Task to complete:
Write out every line of the material below with no changes, leaving out the pictures.

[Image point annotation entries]
• • • • • • •

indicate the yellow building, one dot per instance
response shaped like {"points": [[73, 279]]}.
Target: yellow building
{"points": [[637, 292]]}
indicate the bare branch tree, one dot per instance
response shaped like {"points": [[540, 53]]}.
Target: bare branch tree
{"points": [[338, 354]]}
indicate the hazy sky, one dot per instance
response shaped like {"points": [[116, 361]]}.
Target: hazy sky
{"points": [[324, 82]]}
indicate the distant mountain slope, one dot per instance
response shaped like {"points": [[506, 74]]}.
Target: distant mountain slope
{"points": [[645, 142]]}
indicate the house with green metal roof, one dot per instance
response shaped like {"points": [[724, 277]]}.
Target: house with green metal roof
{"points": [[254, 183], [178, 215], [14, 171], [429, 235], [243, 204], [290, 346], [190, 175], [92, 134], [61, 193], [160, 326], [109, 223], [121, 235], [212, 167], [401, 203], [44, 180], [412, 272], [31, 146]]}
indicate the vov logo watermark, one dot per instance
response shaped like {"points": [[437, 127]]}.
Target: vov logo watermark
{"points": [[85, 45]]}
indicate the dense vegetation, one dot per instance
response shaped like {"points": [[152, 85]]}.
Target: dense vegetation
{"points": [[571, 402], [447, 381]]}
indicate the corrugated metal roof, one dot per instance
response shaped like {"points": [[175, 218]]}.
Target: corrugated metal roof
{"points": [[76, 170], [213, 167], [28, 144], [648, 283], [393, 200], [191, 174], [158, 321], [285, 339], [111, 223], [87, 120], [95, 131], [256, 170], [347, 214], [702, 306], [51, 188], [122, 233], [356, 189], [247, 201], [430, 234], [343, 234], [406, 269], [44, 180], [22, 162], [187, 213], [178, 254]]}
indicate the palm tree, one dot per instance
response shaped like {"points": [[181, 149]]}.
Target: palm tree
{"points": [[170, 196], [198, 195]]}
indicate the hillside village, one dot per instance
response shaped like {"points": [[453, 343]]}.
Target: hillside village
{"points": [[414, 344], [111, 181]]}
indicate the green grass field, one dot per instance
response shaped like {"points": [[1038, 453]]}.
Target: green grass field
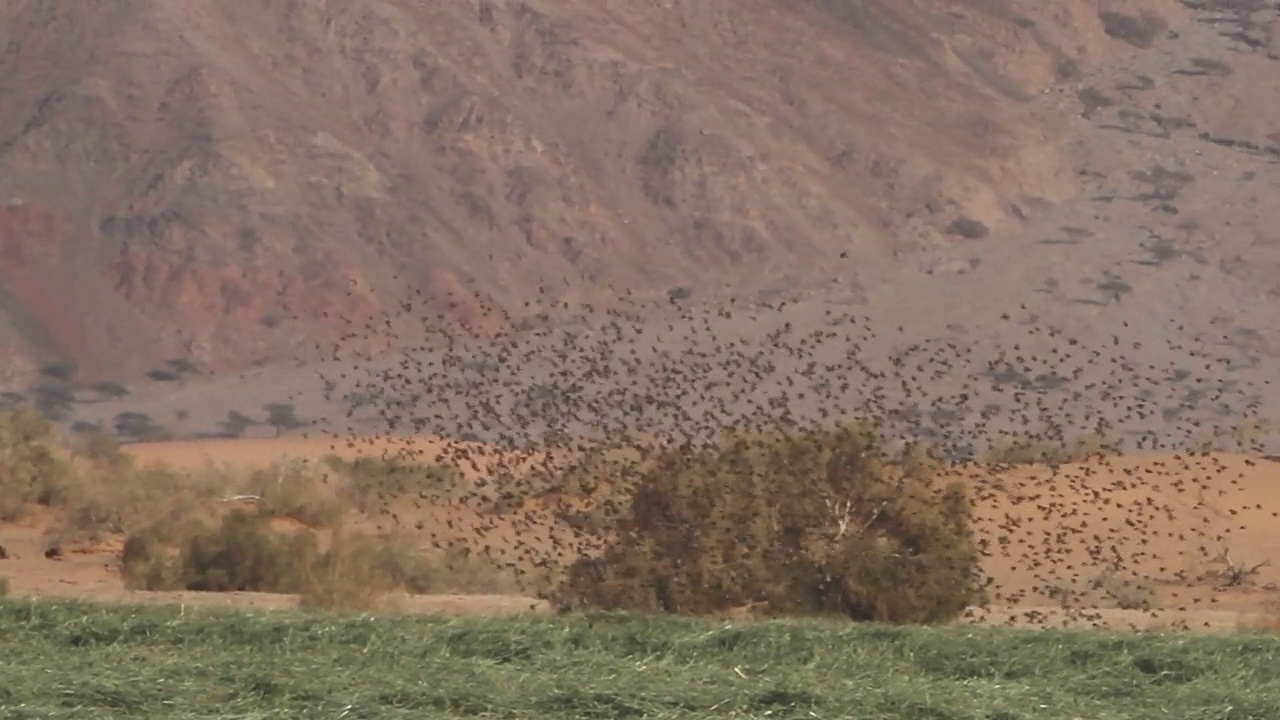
{"points": [[88, 661]]}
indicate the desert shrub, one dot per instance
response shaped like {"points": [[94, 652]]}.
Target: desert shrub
{"points": [[297, 491], [243, 554], [35, 469], [346, 570], [1037, 451], [371, 482], [1127, 592], [814, 522]]}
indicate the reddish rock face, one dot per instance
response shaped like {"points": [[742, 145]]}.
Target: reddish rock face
{"points": [[252, 185], [39, 290]]}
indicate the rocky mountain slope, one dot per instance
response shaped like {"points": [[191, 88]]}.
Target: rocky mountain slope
{"points": [[233, 183]]}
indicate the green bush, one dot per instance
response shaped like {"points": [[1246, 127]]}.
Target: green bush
{"points": [[243, 554], [33, 468], [373, 482], [805, 523]]}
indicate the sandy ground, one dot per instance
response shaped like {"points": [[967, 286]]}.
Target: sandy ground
{"points": [[1137, 541]]}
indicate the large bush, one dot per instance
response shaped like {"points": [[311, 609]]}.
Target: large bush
{"points": [[813, 522]]}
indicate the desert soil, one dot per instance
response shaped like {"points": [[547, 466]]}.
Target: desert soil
{"points": [[1051, 537]]}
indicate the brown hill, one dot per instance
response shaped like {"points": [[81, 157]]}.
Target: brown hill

• • • • • • •

Expected output:
indicate the yellow building, one dot per instance
response shaped like {"points": [[73, 279]]}.
Target: yellow building
{"points": [[637, 292]]}
indicate the bare branch tree, one dot per instance
response shaped like {"points": [[540, 53]]}.
Target: bare branch tree
{"points": [[338, 354]]}
indicate the hazy sky, one dot per instance
response shaped like {"points": [[116, 361]]}.
Target: hazy sky
{"points": [[324, 82]]}
indicate the distant mountain slope, one dot per instance
response shaped like {"points": [[506, 74]]}.
Target: distant mountain slope
{"points": [[645, 142]]}
indicate the house with green metal roof, one dot per instance
response shaped like {"points": [[724, 277]]}.
Target: house with green metal roof
{"points": [[254, 183], [178, 215], [14, 171], [429, 235], [243, 204], [290, 346], [190, 175], [92, 134], [61, 193], [160, 326], [109, 223], [121, 235], [212, 167], [401, 203], [44, 180], [412, 272], [31, 146]]}
indicate the vov logo watermark, one dot per instance
response shaped like {"points": [[437, 127]]}.
Target: vov logo watermark
{"points": [[85, 45]]}
indicate the dense vegetation, one dot per instance
response shaped like {"points": [[152, 85]]}.
Target: dense vegetation
{"points": [[571, 402], [447, 381]]}
indicate the corrugated metal roof, one dot per instance
response shaped like {"points": [[175, 218]]}.
Target: corrugated metal roof
{"points": [[76, 170], [213, 167], [28, 144], [648, 283], [393, 200], [191, 174], [158, 321], [285, 339], [111, 223], [87, 120], [95, 131], [256, 170], [347, 214], [702, 306], [51, 188], [122, 233], [356, 189], [247, 201], [430, 234], [343, 234], [406, 269], [44, 180], [22, 162], [187, 213], [178, 254]]}
indicate the palm tree, one dot per instance
response shaped like {"points": [[181, 149]]}.
Target: palm tree
{"points": [[170, 196], [198, 195]]}
indicate the hillside village, one dot per instance
response shaped like {"points": [[453, 343]]}.
Target: hillside village
{"points": [[414, 344], [111, 181]]}
indicate the green grass field, one dot per instance
response shaped like {"points": [[1038, 453]]}.
Target: green grass field
{"points": [[88, 661]]}
indicate the desert shrub, one dot per instance
response shaped like {"points": [[94, 652]]}.
Target: desert shrub
{"points": [[297, 491], [243, 554], [35, 469], [346, 570], [1037, 451], [371, 482], [1127, 592], [814, 522]]}
indicate the reddish rock face, one dot per instance
response shaped like {"points": [[742, 145]]}.
Target: reddish rock face
{"points": [[252, 185], [39, 290]]}
indicate the rocky mountain slope, one dot per instance
response shaped like {"points": [[191, 88]]}.
Target: rocky mountain slope
{"points": [[233, 183]]}
indicate the green bush, one dot per instance
response shaped like {"points": [[1246, 127]]}.
Target: green bush
{"points": [[243, 554], [33, 468], [373, 482], [805, 523]]}
indicate the sandy ground, one dot per instance
response shaped like {"points": [[967, 286]]}.
Target: sandy ground
{"points": [[1137, 541]]}
indicate the large bush, one dot per instance
response shaped like {"points": [[311, 609]]}.
Target: large bush
{"points": [[813, 522]]}
indicate the desert soil, one dot per instance
response shaped like {"points": [[547, 466]]}.
Target: desert soil
{"points": [[1051, 537]]}
indicate the brown hill, one dot per instance
response shaped like {"points": [[81, 157]]}.
Target: brown hill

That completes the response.